▶ **REQUIRED WORK**: Images don't belong in the copy. Output the rest of the data exactly.

═══ SUPPLIED INFORMATION

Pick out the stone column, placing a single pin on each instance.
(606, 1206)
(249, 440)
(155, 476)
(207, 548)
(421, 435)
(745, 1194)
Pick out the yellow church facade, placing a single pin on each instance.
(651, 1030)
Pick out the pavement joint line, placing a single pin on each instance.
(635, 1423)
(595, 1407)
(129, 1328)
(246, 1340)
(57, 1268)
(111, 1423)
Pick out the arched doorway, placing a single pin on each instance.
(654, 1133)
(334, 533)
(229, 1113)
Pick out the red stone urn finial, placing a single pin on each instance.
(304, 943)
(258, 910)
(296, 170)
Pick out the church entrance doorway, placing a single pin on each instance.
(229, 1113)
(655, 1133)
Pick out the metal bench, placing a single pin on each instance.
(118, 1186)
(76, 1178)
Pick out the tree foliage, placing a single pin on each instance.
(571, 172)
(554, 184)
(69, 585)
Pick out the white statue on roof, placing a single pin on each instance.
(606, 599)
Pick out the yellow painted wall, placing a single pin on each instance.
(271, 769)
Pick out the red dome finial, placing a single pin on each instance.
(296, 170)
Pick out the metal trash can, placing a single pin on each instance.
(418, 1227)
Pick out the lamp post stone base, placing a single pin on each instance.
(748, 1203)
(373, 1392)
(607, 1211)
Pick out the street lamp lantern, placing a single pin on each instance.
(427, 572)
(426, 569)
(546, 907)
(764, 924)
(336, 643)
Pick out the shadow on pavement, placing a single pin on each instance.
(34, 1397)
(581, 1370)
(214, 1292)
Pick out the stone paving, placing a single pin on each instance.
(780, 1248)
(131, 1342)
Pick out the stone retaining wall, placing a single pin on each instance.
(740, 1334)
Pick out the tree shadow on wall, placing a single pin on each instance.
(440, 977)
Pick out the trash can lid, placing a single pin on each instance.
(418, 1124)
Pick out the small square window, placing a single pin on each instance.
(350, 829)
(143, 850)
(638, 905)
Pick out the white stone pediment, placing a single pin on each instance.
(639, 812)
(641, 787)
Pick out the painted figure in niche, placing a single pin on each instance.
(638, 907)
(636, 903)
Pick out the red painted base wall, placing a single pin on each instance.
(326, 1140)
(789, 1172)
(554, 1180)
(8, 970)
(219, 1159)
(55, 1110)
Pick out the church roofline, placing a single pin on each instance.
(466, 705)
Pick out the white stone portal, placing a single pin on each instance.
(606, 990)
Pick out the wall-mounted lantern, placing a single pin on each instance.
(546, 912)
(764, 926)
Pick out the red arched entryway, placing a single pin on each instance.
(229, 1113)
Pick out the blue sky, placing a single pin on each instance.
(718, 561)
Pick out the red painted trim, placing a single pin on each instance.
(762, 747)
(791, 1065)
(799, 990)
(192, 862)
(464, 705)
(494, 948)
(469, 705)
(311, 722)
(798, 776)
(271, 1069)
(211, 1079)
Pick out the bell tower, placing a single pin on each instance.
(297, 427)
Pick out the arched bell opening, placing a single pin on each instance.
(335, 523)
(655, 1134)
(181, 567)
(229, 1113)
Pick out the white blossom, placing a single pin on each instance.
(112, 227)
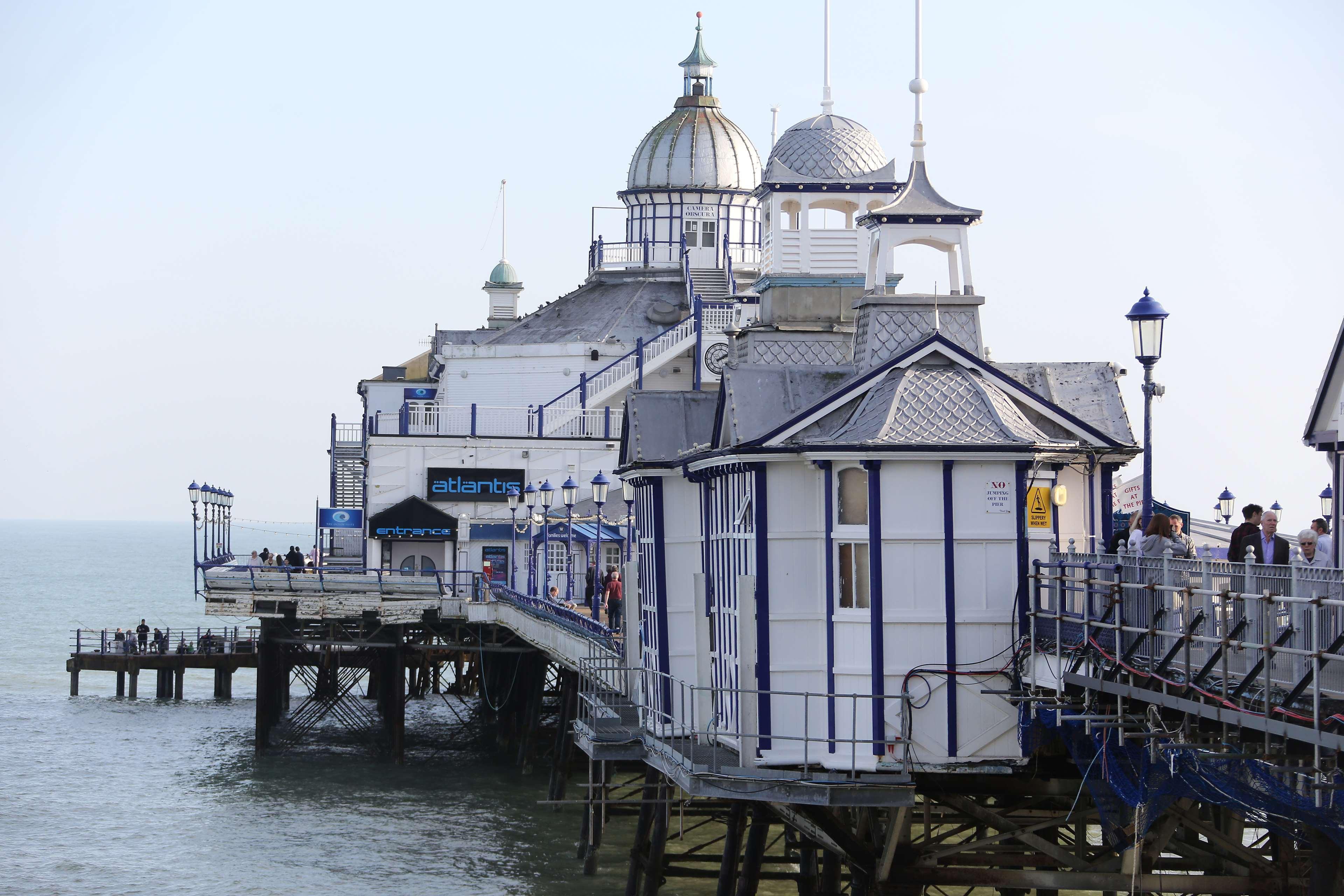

══════

▶ **WORKED SOLUTION**:
Pick out the stone column, placing a single pin on each instance.
(606, 1206)
(249, 440)
(155, 476)
(207, 548)
(421, 435)
(745, 1194)
Pick out the yellow church facade, placing a single pin on each instance.
(651, 1030)
Pick out the pavement joint line, placing a single pin on each instance.
(635, 1423)
(595, 1407)
(129, 1328)
(246, 1340)
(57, 1268)
(111, 1423)
Pick out the arched doorway, placing a single pin on each instance.
(654, 1133)
(334, 533)
(229, 1113)
Pick out the red stone urn finial, placing a single pin on each instance.
(304, 943)
(258, 910)
(296, 170)
Pick out the church entrance doorway, placing a single pin on each instance.
(229, 1113)
(655, 1133)
Pick out the metal bench, placing a single pin on each instance.
(118, 1186)
(76, 1178)
Pick out the tree foliage, placing a single pin on each instance.
(571, 172)
(554, 184)
(69, 585)
Pick out the white statue on roof, placing a single pin on each instance.
(606, 599)
Pick out the yellow painted wall, placing a single pin on each instance.
(271, 769)
Pick out the red dome finial, placing a single pin on each instance.
(296, 170)
Pick out the metal trash can, placing a single pin on each instance.
(418, 1227)
Pick out the lamp post stone base, placing a single pin on each instance.
(748, 1203)
(373, 1392)
(607, 1211)
Pick out the street lamp lantern, placing a single pin on each instance.
(427, 572)
(426, 569)
(546, 907)
(764, 924)
(336, 643)
Pick out the shadow on pavement, placing a single pin on each instance.
(34, 1397)
(581, 1370)
(214, 1292)
Pick out the stone paving, placing a single pin on each instance.
(780, 1248)
(131, 1342)
Pick out the stone retaining wall, placing a single pin on each instance.
(740, 1334)
Pick out the tree shadow on wall, placing a single pin on each instance.
(440, 977)
Pick out the trash can lid, placing a single pin on each instance.
(418, 1124)
Pick out the small square window, placing a single pin on each instance.
(350, 829)
(143, 850)
(638, 905)
Pick out the white stone pediment, placing a single pin on each instance.
(639, 812)
(641, 787)
Pick out the painted figure in niche, placing a single pin on each instance.
(638, 907)
(636, 903)
Pick out the red painted base wall, placing a single pin on each instance.
(326, 1140)
(789, 1172)
(554, 1180)
(8, 970)
(219, 1159)
(55, 1110)
Pick out the church roofline, placing a single pin on each instance.
(466, 705)
Pick out the white stone portal, placing a single pin on each instance.
(606, 990)
Pick out the wall-mounted lantern, placing a single pin on each instance.
(546, 912)
(764, 926)
Pick out the red arched entryway, placing a single pin on each instance.
(229, 1113)
Pick out the blue sky, placing a single pin on each instance.
(718, 561)
Pick out the red painted trim, placing a single pin on each instance.
(762, 747)
(791, 1065)
(799, 990)
(192, 862)
(464, 705)
(494, 948)
(469, 705)
(311, 722)
(798, 776)
(271, 1069)
(211, 1079)
Pick out the bell tower, placing a single pin on each instance.
(297, 427)
Pick out the arched bell opening, placing a single pin on each instance.
(335, 523)
(655, 1134)
(181, 567)
(229, 1113)
Pick out the white blossom, placing a single pin on each instance.
(112, 227)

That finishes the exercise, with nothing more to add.